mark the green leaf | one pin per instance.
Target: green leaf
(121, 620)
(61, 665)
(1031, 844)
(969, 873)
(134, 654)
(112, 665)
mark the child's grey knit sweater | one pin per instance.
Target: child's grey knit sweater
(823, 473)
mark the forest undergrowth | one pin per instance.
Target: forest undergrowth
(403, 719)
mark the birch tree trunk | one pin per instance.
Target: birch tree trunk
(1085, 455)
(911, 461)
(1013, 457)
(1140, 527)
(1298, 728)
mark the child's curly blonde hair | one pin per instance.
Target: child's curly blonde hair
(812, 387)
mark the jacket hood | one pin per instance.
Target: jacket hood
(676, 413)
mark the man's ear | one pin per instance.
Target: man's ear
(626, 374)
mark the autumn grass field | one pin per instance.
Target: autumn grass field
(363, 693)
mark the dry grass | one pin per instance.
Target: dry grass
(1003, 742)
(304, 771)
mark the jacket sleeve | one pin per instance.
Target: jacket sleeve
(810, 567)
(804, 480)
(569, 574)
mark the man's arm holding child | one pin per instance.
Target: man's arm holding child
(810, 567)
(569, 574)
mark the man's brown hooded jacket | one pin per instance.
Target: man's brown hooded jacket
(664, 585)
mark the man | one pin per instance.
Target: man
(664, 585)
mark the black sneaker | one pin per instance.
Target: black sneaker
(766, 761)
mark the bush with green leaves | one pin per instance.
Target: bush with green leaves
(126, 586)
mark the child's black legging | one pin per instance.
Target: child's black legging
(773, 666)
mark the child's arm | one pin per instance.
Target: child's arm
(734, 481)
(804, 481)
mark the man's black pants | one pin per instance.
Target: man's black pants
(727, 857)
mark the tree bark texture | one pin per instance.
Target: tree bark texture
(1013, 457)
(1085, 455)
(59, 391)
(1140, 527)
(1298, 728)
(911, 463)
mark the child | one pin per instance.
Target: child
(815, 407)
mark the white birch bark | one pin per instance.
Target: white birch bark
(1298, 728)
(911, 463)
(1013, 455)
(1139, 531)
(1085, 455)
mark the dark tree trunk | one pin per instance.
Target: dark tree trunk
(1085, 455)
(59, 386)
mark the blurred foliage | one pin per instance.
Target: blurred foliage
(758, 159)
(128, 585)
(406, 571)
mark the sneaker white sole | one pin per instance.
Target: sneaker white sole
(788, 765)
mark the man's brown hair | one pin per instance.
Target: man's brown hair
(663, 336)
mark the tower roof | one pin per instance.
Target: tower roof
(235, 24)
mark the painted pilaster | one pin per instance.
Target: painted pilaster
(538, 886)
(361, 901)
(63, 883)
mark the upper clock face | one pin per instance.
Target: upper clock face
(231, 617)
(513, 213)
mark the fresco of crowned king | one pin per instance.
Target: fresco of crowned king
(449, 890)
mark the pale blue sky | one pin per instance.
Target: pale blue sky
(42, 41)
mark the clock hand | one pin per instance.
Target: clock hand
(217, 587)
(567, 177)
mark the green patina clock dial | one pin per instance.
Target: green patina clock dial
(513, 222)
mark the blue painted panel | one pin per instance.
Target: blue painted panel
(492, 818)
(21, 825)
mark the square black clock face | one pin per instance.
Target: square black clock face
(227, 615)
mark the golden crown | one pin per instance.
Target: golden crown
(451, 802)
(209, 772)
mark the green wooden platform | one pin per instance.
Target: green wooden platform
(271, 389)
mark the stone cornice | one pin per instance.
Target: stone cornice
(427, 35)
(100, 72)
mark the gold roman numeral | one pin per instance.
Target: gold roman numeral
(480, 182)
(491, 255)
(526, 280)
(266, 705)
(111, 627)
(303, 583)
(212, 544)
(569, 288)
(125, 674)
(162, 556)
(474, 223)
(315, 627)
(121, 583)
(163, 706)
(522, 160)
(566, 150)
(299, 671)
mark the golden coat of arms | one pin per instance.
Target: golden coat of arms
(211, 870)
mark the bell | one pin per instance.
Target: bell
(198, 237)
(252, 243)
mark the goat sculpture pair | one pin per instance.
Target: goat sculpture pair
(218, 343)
------------------------------------
**WORK REQUIRED**: The lines from the one with "mark the stone" through the end of the data above are to be set down exactly, with both boundary lines included and no other lines.

**ANSWER TO THIS PROBLEM**:
mark the stone cornice | one pin per instance.
Target: stone cornice
(427, 35)
(100, 72)
mark the gold roman numeral | one pin per instance.
Target: gold roman numeral
(480, 182)
(491, 255)
(526, 280)
(266, 705)
(111, 627)
(303, 583)
(212, 544)
(569, 288)
(125, 674)
(162, 556)
(474, 223)
(315, 627)
(121, 583)
(163, 706)
(522, 160)
(566, 150)
(299, 671)
mark the golden coat of arms | one pin per instance.
Target: golden coat of arms
(211, 870)
mark the bell | one pin per instance.
Target: bell
(198, 237)
(252, 243)
mark the goat sculpture pair | one pin per instance.
Target: goat sculpture pair
(218, 343)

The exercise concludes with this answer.